**INPUT DATA:**
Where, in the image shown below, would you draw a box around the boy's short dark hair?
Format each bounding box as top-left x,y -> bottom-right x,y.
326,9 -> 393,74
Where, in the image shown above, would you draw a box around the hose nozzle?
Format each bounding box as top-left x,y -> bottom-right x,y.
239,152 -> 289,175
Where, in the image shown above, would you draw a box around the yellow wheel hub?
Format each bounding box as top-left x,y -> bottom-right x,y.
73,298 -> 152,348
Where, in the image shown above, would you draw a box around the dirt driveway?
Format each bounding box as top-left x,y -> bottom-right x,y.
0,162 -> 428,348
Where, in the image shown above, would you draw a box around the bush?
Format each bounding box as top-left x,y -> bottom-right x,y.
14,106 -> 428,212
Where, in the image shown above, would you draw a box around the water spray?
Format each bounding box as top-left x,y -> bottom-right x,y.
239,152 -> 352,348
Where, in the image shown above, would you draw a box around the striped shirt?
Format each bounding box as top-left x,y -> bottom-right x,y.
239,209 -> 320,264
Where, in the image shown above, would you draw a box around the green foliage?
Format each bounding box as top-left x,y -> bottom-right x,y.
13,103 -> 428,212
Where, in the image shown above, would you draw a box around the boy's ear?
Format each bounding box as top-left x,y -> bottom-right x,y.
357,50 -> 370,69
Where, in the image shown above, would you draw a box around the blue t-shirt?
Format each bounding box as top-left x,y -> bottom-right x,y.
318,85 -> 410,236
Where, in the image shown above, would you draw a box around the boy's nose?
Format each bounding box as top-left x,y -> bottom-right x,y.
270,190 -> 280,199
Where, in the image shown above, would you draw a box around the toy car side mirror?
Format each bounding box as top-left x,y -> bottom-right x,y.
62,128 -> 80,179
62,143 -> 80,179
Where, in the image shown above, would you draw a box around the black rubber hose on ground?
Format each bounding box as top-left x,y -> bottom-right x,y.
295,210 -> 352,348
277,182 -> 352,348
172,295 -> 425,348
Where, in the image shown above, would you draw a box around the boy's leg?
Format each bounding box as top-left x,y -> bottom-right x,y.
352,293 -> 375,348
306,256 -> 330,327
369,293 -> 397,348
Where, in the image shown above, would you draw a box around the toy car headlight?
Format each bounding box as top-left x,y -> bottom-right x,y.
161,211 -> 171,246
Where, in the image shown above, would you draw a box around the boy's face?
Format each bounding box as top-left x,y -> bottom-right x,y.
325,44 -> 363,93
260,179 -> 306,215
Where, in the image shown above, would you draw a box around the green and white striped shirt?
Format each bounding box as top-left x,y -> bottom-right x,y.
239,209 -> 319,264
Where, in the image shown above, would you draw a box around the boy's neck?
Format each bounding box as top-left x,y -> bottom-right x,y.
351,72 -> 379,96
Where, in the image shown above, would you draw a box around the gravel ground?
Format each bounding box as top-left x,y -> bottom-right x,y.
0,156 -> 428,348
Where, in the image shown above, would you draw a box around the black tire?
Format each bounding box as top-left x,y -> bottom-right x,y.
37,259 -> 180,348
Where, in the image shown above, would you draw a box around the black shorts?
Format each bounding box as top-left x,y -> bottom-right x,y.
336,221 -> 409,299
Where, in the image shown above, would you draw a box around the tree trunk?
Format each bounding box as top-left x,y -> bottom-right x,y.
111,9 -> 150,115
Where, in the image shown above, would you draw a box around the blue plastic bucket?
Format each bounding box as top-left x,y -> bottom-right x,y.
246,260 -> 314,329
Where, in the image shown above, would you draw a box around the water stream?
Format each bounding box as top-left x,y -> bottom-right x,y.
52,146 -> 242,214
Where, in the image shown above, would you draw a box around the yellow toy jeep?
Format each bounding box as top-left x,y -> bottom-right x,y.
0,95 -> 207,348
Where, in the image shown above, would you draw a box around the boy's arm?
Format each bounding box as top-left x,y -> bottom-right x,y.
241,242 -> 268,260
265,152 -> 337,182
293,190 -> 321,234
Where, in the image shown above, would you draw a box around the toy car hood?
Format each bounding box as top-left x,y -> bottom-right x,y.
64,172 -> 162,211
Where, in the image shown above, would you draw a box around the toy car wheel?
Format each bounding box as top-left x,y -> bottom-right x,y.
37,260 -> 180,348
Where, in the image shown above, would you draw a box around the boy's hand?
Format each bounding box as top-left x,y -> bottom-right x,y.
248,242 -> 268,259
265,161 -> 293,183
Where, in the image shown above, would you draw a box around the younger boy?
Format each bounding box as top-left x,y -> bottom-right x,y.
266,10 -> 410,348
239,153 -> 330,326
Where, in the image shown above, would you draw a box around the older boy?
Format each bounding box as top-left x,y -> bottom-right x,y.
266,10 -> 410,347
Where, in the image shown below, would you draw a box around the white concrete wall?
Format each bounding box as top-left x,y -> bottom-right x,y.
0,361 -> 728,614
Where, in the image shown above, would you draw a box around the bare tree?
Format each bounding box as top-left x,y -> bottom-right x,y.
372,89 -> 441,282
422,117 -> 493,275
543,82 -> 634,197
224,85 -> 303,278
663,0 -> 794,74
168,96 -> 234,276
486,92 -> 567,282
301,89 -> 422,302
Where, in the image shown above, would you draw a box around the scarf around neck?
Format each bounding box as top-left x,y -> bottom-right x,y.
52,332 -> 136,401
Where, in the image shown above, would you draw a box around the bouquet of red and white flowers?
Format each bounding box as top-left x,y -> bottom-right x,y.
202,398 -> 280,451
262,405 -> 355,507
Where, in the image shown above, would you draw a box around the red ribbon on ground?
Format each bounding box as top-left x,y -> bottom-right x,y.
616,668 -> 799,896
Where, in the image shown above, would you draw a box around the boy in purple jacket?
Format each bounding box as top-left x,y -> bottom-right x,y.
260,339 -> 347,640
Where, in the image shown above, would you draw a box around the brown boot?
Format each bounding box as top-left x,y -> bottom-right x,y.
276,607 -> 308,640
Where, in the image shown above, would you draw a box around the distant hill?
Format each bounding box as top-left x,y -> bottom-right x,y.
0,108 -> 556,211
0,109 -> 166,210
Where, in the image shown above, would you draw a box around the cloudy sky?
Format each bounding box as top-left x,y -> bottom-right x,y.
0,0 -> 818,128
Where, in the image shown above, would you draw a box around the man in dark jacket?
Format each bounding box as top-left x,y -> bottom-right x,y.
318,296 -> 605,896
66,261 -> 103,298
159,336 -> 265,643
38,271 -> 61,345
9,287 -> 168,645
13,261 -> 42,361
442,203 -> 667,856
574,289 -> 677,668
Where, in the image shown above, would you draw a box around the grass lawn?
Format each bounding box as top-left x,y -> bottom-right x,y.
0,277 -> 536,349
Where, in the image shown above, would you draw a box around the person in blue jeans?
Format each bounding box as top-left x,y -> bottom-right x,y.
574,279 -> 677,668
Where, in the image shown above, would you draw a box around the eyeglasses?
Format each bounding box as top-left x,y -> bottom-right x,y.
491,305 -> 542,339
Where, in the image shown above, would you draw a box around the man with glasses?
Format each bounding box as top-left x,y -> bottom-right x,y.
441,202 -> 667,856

**WHAT IS REQUIRED:**
How many lines of the data above contain the string "yellow"? Case counts, and the reply should be only the number.

**SOLUTION BELOW:**
2